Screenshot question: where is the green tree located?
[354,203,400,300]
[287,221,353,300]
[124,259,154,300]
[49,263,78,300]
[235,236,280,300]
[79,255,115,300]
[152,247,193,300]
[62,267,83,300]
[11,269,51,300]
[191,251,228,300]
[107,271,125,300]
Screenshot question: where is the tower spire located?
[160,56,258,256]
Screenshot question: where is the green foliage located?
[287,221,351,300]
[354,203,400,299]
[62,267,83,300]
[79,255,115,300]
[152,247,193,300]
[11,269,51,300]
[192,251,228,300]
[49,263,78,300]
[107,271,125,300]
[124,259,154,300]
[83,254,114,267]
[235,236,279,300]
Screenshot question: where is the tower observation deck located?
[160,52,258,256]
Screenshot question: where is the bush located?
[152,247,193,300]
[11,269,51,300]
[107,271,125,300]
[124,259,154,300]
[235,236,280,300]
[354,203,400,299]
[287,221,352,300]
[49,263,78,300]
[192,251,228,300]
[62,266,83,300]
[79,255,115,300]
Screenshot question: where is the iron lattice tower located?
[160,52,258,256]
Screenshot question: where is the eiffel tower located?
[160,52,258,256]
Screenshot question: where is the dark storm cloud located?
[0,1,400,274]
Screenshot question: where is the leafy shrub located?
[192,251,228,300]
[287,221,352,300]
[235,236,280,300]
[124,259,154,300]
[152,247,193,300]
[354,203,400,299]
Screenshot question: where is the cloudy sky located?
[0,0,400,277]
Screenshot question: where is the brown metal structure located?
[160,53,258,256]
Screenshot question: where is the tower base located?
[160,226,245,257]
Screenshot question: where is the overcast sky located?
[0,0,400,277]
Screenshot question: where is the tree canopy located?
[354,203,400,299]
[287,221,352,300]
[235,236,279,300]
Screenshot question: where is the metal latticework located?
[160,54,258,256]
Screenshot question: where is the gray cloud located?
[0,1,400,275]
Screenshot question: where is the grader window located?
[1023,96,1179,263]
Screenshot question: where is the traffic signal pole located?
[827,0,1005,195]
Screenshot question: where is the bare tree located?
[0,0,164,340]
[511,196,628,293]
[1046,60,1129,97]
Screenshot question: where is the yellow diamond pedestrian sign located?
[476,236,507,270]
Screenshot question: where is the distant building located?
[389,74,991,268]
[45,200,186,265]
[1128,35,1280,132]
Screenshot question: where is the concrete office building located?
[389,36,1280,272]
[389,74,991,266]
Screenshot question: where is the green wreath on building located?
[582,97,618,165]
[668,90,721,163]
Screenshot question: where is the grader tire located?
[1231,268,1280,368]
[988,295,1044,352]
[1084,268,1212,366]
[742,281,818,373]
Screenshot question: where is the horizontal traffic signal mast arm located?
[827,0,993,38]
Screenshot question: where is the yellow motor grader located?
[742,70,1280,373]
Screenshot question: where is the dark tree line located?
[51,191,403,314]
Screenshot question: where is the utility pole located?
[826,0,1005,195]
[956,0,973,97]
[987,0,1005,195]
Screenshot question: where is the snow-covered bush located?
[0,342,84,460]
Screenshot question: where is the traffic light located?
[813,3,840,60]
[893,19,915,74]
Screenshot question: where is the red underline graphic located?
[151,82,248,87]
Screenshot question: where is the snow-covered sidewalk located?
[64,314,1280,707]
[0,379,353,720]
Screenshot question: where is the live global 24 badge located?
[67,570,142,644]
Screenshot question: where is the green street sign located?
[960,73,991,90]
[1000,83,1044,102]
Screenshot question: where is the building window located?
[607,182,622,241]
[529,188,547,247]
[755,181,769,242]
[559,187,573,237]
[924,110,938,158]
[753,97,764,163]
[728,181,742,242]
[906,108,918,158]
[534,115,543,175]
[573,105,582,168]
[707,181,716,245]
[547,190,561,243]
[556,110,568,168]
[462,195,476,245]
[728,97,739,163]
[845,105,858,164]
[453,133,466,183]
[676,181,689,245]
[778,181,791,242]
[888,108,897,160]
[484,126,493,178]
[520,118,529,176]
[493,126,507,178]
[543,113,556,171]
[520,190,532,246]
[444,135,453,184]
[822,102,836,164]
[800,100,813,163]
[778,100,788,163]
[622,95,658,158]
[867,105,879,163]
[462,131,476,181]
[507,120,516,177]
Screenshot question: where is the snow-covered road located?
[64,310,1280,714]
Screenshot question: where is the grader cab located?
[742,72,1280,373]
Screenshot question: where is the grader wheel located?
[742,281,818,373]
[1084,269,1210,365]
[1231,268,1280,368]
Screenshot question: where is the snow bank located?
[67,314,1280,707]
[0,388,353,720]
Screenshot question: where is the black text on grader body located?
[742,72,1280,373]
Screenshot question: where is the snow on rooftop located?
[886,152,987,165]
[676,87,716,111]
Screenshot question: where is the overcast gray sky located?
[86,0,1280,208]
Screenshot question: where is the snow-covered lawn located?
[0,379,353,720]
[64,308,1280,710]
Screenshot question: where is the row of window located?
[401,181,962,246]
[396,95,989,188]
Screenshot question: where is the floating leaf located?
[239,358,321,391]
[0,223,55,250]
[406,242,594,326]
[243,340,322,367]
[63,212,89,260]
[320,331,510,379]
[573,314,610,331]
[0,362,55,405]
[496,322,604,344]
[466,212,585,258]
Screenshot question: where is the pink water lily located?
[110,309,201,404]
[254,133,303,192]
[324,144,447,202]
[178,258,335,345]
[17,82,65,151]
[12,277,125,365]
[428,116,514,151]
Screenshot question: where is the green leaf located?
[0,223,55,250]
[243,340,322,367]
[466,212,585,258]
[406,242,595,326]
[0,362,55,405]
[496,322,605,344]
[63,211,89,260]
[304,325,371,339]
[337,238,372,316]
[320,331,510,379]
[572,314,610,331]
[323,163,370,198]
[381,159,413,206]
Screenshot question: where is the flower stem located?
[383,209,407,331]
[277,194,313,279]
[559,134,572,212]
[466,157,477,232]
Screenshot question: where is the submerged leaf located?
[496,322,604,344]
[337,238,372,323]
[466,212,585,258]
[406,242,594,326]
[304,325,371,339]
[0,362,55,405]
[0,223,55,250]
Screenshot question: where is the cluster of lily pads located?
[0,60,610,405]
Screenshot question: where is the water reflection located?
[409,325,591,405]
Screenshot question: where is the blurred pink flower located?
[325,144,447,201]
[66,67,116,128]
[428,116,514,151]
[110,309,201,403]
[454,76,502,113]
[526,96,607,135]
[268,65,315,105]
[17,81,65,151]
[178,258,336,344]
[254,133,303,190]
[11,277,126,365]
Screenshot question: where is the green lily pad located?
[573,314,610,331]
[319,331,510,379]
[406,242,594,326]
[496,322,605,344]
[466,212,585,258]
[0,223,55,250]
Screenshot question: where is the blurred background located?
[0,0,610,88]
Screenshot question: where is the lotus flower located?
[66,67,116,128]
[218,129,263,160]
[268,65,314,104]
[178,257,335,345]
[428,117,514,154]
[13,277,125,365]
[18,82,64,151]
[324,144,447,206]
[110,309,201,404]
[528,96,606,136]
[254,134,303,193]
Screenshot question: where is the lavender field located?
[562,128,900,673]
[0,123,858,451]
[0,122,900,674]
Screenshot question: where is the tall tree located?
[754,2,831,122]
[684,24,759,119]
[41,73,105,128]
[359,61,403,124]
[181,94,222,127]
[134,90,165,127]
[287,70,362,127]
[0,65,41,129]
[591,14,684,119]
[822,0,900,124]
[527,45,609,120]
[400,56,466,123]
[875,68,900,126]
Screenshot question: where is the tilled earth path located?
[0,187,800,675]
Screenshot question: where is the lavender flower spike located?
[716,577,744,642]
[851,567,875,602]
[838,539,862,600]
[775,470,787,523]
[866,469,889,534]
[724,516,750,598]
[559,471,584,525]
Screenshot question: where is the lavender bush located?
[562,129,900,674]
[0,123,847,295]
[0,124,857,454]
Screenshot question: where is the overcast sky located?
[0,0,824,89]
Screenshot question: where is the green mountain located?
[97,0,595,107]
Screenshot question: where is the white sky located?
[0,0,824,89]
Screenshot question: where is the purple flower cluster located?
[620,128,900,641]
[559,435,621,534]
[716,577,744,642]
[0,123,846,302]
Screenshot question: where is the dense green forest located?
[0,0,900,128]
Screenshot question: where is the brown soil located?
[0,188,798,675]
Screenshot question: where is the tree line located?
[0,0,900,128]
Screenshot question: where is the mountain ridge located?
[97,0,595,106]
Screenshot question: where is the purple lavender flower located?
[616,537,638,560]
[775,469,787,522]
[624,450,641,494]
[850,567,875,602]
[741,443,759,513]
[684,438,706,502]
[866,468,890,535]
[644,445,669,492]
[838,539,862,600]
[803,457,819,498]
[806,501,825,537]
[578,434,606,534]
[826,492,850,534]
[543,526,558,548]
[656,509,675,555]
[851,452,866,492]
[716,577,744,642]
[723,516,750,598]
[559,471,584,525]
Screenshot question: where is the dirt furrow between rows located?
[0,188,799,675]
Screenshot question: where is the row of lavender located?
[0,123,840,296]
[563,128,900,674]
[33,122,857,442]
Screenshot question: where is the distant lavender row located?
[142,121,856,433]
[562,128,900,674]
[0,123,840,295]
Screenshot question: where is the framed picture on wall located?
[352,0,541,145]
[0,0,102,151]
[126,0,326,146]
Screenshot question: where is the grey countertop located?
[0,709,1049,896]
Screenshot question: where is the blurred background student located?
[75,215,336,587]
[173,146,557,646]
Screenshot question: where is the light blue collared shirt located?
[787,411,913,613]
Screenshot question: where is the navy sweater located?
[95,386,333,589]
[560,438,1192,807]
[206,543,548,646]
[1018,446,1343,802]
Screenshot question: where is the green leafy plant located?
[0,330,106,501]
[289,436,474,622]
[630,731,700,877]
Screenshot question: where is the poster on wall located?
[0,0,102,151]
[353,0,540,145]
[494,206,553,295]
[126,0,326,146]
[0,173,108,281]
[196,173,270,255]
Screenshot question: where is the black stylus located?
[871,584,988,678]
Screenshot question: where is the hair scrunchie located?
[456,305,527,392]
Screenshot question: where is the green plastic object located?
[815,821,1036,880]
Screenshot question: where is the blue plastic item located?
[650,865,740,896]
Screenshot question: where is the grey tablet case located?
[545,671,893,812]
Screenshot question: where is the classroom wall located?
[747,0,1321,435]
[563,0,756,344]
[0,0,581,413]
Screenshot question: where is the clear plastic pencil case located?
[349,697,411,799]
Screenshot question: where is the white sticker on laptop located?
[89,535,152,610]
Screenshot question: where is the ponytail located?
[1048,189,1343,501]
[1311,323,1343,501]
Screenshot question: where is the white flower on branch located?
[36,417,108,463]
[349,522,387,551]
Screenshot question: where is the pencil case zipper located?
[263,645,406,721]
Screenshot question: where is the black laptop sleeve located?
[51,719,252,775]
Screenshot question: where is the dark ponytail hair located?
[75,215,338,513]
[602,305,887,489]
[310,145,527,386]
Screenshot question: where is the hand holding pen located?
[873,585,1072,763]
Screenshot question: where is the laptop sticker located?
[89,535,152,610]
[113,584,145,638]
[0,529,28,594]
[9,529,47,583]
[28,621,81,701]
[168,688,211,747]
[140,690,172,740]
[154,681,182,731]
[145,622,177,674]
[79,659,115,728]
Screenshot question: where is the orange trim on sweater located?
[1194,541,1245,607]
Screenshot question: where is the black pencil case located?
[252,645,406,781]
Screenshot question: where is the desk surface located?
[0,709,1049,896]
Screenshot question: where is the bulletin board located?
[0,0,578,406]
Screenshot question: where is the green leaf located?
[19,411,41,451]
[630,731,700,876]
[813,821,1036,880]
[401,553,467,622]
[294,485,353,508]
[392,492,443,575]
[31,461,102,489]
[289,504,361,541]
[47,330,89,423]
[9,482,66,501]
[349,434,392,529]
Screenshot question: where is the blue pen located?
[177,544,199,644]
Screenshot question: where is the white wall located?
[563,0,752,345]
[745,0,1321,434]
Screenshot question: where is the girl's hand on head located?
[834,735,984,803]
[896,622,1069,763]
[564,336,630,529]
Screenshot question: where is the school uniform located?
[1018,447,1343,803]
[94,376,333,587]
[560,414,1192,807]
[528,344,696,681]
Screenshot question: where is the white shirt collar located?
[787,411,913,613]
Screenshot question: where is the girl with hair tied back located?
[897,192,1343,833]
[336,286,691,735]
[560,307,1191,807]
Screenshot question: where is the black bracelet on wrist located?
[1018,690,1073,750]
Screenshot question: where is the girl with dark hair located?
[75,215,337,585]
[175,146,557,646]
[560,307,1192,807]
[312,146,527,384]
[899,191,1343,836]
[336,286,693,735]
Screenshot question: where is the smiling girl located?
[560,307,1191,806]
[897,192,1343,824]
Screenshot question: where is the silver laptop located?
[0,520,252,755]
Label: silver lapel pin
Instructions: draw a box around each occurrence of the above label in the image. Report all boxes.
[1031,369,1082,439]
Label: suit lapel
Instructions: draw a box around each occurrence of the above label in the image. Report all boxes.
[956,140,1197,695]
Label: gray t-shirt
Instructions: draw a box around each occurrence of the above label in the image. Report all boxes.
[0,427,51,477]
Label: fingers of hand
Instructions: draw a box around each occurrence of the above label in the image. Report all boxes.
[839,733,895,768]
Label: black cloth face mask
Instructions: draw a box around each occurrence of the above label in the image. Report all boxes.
::::::::::
_Goal_
Copy the rows word for word, starting with the line that contains "Screenshot question: where is the live" and going on through the line that contains "[676,87,716,111]", including both of those lines.

_Problem solution_
Screenshot question: where is the live global 24 badge located?
[67,570,142,644]
Screenshot question: where is the green street sign located?
[960,73,991,90]
[1000,83,1044,102]
Screenshot question: where is the building window located?
[607,182,622,241]
[529,188,547,247]
[755,181,769,242]
[559,187,573,237]
[924,110,938,158]
[753,97,764,163]
[728,181,742,242]
[906,108,918,158]
[534,115,543,175]
[573,105,582,168]
[707,181,716,245]
[547,190,561,243]
[556,110,568,168]
[462,195,476,245]
[728,97,739,163]
[845,105,858,164]
[453,133,466,183]
[676,181,689,245]
[778,181,791,242]
[888,108,897,160]
[484,126,493,178]
[520,118,529,176]
[493,126,507,178]
[543,113,556,171]
[520,190,532,246]
[444,135,453,184]
[822,102,836,164]
[800,100,813,163]
[778,100,788,163]
[622,95,658,158]
[867,105,879,163]
[462,131,476,181]
[507,120,516,177]
Screenshot question: where is the snow-covered road located?
[64,310,1280,714]
Screenshot question: where is the grader cab located?
[742,72,1280,373]
Screenshot question: where is the grader wheel located?
[742,281,818,373]
[1084,269,1210,365]
[1231,268,1280,368]
Screenshot question: where is the snow bank located?
[67,314,1280,707]
[0,388,353,720]
Screenshot question: where is the black text on grader body located?
[742,72,1280,373]
Screenshot question: where is the snow on rooftop located?
[886,152,987,165]
[676,87,716,111]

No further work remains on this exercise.